(Collected data entries)
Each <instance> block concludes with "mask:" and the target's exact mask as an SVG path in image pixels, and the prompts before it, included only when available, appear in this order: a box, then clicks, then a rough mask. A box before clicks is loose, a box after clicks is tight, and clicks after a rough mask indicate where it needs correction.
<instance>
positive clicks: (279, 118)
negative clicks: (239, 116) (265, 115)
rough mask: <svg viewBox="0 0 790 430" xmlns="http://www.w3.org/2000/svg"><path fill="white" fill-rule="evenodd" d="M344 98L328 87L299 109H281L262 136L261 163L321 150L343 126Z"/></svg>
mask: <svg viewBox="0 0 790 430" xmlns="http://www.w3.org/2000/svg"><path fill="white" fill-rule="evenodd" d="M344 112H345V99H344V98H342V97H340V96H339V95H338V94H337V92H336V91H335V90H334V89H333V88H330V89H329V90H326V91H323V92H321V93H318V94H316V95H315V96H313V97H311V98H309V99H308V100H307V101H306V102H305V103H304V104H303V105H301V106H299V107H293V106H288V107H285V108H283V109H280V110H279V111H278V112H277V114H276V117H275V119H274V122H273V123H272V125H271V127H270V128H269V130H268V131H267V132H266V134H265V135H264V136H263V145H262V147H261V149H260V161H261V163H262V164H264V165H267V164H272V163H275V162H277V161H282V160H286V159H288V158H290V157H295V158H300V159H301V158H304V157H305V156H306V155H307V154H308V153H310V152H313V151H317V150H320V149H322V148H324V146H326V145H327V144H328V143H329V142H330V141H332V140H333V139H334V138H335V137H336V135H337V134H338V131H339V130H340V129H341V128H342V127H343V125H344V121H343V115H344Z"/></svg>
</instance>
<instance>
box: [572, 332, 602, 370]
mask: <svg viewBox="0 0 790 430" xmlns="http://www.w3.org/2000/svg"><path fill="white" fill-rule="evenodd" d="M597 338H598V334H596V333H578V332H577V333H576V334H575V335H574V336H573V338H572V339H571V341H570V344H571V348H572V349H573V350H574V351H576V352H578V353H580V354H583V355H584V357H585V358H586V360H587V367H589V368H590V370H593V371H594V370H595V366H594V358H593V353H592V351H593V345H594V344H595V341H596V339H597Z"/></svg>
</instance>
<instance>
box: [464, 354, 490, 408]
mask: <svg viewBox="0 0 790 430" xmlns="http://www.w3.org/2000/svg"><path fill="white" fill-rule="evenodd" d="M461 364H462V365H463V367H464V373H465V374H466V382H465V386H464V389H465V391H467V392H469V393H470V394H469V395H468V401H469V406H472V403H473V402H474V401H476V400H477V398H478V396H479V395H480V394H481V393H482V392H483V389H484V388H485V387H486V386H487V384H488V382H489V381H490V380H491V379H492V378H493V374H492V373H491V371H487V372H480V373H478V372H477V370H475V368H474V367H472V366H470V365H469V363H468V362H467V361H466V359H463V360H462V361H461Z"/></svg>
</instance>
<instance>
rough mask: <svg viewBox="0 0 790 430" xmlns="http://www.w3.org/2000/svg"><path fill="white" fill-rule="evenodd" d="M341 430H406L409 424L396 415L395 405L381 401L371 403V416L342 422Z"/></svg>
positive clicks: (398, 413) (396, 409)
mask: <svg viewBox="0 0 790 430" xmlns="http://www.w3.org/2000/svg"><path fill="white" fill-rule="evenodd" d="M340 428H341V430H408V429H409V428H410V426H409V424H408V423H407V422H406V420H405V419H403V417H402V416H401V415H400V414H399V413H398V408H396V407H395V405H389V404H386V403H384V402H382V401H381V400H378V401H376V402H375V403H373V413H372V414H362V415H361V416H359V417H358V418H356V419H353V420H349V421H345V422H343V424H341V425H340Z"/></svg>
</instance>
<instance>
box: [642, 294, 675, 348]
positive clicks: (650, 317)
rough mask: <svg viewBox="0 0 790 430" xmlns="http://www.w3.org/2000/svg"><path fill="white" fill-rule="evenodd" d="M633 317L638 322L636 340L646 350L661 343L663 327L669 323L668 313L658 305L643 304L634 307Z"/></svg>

### ACTIVITY
Copy out every line of the material above, unchanged and in full.

### EXERCISE RESULT
Each <instance> block concludes with "mask:" and the target's exact mask as an SVG path in image pixels, and the prompts before it, included only when available, appear in this order: a box, then clicks, then a rough mask. A box before clicks is loose, a box after clicks is tight, and clicks after a rough mask indicate where it needs correction.
<instance>
positive clicks: (279, 118)
negative clicks: (239, 116) (265, 115)
rough mask: <svg viewBox="0 0 790 430" xmlns="http://www.w3.org/2000/svg"><path fill="white" fill-rule="evenodd" d="M344 98L328 87L299 109H281L262 136L261 163L321 150L343 126Z"/></svg>
mask: <svg viewBox="0 0 790 430" xmlns="http://www.w3.org/2000/svg"><path fill="white" fill-rule="evenodd" d="M344 112H345V99H344V98H342V97H340V96H339V95H338V94H337V92H336V91H335V90H334V89H333V88H330V89H329V90H326V91H323V92H321V93H318V94H316V95H315V96H313V97H311V98H309V99H308V100H307V101H306V102H305V103H304V104H303V105H301V106H299V107H293V106H288V107H285V108H283V109H280V110H279V111H278V112H277V114H276V117H275V119H274V122H273V123H272V125H271V127H270V128H269V130H268V131H267V132H266V134H265V135H264V136H263V145H262V147H261V149H260V161H261V163H262V164H264V165H267V164H272V163H275V162H277V161H282V160H286V159H288V158H290V157H295V158H300V159H301V158H304V157H305V156H306V155H307V154H308V153H310V152H313V151H317V150H320V149H322V148H324V146H326V145H327V144H328V143H329V142H330V141H332V140H333V139H334V138H335V137H336V135H337V134H338V131H339V130H340V129H341V128H342V127H343V125H344V121H343V115H344Z"/></svg>
</instance>
<instance>
box: [572, 332, 602, 370]
mask: <svg viewBox="0 0 790 430" xmlns="http://www.w3.org/2000/svg"><path fill="white" fill-rule="evenodd" d="M597 338H598V334H596V333H578V332H577V333H576V334H575V335H574V336H573V338H572V339H571V341H570V344H571V348H572V349H573V350H574V351H576V352H578V353H580V354H583V355H584V357H585V358H586V360H587V367H589V368H590V370H593V371H594V370H595V366H594V358H593V353H592V351H593V345H594V344H595V341H596V339H597Z"/></svg>
</instance>
<instance>
box: [464, 354, 490, 408]
mask: <svg viewBox="0 0 790 430" xmlns="http://www.w3.org/2000/svg"><path fill="white" fill-rule="evenodd" d="M461 364H462V365H463V367H464V373H465V374H466V382H465V386H464V389H465V391H467V392H469V393H470V394H469V395H468V401H469V406H472V403H473V402H474V401H476V400H477V398H478V396H479V395H480V394H481V393H482V392H483V389H484V388H485V387H486V386H487V384H488V382H489V381H490V380H491V379H492V378H493V374H492V373H491V371H487V372H480V373H478V372H477V370H475V368H474V367H472V366H470V365H469V363H468V362H467V361H466V359H463V360H462V361H461Z"/></svg>
</instance>
<instance>
rough mask: <svg viewBox="0 0 790 430" xmlns="http://www.w3.org/2000/svg"><path fill="white" fill-rule="evenodd" d="M341 430H406L409 424L396 415L395 405L381 401L371 403V416L342 422Z"/></svg>
positive clicks: (398, 413) (396, 409)
mask: <svg viewBox="0 0 790 430" xmlns="http://www.w3.org/2000/svg"><path fill="white" fill-rule="evenodd" d="M340 428H341V430H408V429H409V428H410V426H409V424H408V423H407V422H406V420H405V419H403V417H402V416H401V415H400V414H399V413H398V408H396V407H395V405H389V404H386V403H384V402H382V401H381V400H378V401H376V402H375V403H373V413H372V414H362V415H361V416H359V417H358V418H356V419H353V420H349V421H345V422H343V424H341V425H340Z"/></svg>
</instance>
<instance>
box: [642, 294, 675, 348]
positive clicks: (650, 317)
rough mask: <svg viewBox="0 0 790 430" xmlns="http://www.w3.org/2000/svg"><path fill="white" fill-rule="evenodd" d="M633 317L638 322L636 340L646 350L661 343L663 327L669 323L668 313L658 305L643 304L634 307Z"/></svg>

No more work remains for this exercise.